> _How to complete this task_
Which lines in the data contain the word "background"? Please copy each of them.

(Data extracted from a collection)
____________

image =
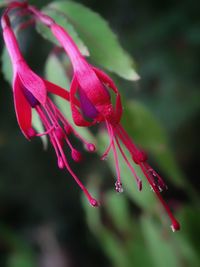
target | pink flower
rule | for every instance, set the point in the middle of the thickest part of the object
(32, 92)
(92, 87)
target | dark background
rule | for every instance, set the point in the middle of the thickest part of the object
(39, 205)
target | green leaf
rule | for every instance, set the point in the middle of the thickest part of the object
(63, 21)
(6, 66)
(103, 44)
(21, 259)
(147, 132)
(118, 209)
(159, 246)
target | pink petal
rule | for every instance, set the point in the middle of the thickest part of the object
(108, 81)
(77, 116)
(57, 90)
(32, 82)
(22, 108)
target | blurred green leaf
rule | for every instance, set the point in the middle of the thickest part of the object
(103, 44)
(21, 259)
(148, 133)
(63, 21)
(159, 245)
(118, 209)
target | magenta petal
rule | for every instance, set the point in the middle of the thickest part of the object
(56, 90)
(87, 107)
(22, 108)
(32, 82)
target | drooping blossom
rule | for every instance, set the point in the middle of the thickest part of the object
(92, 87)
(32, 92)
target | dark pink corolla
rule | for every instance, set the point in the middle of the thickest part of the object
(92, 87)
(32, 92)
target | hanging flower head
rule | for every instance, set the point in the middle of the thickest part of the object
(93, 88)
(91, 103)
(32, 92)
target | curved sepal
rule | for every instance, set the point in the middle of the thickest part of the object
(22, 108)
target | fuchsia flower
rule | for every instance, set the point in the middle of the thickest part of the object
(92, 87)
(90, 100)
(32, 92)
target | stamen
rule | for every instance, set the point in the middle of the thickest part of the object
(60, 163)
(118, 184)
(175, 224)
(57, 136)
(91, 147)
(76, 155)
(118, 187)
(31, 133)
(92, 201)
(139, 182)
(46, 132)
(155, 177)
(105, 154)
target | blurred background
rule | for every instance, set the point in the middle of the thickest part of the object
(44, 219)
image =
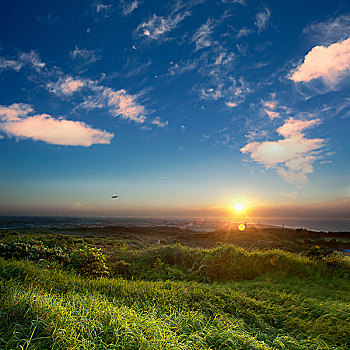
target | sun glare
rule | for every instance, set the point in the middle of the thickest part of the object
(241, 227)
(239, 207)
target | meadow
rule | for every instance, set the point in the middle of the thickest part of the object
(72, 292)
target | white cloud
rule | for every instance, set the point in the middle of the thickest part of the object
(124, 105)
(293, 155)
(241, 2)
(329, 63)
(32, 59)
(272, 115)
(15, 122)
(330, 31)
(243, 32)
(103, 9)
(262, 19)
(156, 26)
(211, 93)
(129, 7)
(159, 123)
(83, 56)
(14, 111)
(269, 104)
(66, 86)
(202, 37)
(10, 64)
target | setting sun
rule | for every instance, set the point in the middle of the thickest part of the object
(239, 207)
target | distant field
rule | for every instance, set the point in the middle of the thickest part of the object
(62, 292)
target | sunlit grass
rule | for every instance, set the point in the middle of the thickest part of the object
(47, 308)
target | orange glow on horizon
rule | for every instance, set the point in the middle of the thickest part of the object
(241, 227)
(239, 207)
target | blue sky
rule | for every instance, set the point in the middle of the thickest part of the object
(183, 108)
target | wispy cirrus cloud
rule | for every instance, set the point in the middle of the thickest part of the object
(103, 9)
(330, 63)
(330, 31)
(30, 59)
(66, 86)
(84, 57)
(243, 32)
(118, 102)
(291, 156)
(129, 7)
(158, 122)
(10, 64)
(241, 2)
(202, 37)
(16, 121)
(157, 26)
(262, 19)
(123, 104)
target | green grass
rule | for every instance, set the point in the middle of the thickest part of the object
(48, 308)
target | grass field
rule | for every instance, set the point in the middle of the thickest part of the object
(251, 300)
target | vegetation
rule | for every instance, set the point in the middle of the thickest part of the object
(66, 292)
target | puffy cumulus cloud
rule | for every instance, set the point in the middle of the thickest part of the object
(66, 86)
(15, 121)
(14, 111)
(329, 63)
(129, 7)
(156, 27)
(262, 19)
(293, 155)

____________

> _Exercise response_
target | dark background
target | blurred background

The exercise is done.